### PROBLEM TO SOLVE
Convert the entries below into a Markdown table with columns Row and Line, one numbered row per line and blank lines omitted. Begin at the line containing "Tag the metal" and stop at the end of the entries.
>> START
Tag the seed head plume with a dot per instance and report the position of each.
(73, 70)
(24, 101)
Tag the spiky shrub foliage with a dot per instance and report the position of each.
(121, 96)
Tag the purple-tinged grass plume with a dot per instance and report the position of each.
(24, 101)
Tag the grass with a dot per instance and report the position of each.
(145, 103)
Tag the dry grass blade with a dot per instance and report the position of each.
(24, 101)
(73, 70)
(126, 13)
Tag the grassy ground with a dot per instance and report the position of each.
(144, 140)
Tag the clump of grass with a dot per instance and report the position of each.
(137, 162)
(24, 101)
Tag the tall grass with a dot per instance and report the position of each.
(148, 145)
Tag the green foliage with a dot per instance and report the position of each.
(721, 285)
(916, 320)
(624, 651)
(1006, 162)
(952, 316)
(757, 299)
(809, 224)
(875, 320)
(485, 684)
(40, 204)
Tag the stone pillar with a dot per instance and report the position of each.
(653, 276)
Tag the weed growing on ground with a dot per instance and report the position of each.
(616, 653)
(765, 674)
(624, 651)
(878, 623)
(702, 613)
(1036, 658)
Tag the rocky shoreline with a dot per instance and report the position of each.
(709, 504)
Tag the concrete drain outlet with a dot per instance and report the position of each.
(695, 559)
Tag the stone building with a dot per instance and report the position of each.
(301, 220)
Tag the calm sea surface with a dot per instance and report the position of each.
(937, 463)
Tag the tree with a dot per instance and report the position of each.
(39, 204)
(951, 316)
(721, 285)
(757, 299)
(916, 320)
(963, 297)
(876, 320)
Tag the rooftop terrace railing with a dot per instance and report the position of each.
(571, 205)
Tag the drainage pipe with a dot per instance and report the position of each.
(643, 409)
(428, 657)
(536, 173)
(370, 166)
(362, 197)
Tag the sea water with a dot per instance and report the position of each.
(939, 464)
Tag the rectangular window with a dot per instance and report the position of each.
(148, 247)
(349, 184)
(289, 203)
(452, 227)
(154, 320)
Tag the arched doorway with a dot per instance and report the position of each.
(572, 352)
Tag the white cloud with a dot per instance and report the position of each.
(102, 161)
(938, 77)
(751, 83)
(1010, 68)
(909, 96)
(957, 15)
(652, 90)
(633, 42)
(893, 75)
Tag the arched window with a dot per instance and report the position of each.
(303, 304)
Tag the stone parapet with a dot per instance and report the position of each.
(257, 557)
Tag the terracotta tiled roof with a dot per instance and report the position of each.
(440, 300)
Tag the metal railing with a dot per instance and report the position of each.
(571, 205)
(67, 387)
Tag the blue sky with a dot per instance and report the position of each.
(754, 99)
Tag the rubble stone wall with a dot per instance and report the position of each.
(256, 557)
>> END
### RESULT OF THE EXERCISE
| Row | Line |
|---|---|
| 1 | Tag the metal railing with a dot per instance and report the position of each. |
| 2 | (571, 205) |
| 3 | (67, 387) |
| 4 | Tag the blue sky with a dot per instance and report the position of each. |
| 5 | (754, 99) |
| 6 | Tag the rubble stone wall with a dot per instance and report the position of each. |
| 7 | (256, 557) |